WORK INSTRUCTIONS:
Tally the lines in the items below that contain the word "Present", and give only that number.

THE INPUT:
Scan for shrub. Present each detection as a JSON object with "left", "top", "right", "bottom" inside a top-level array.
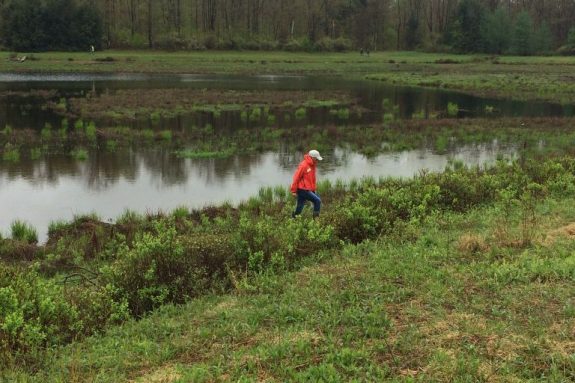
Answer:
[
  {"left": 0, "top": 265, "right": 127, "bottom": 365},
  {"left": 104, "top": 219, "right": 231, "bottom": 315}
]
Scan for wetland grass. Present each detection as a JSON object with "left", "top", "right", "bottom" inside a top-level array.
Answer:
[
  {"left": 175, "top": 147, "right": 236, "bottom": 159},
  {"left": 30, "top": 148, "right": 42, "bottom": 161},
  {"left": 337, "top": 108, "right": 349, "bottom": 120},
  {"left": 171, "top": 206, "right": 190, "bottom": 219},
  {"left": 85, "top": 121, "right": 97, "bottom": 144},
  {"left": 74, "top": 118, "right": 84, "bottom": 131},
  {"left": 40, "top": 122, "right": 52, "bottom": 141},
  {"left": 10, "top": 220, "right": 38, "bottom": 243},
  {"left": 250, "top": 106, "right": 262, "bottom": 122},
  {"left": 2, "top": 144, "right": 20, "bottom": 162},
  {"left": 295, "top": 107, "right": 307, "bottom": 120},
  {"left": 70, "top": 148, "right": 89, "bottom": 161},
  {"left": 159, "top": 130, "right": 172, "bottom": 142},
  {"left": 1, "top": 124, "right": 14, "bottom": 137},
  {"left": 447, "top": 102, "right": 459, "bottom": 117},
  {"left": 106, "top": 140, "right": 118, "bottom": 152}
]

THE RESPONSE:
2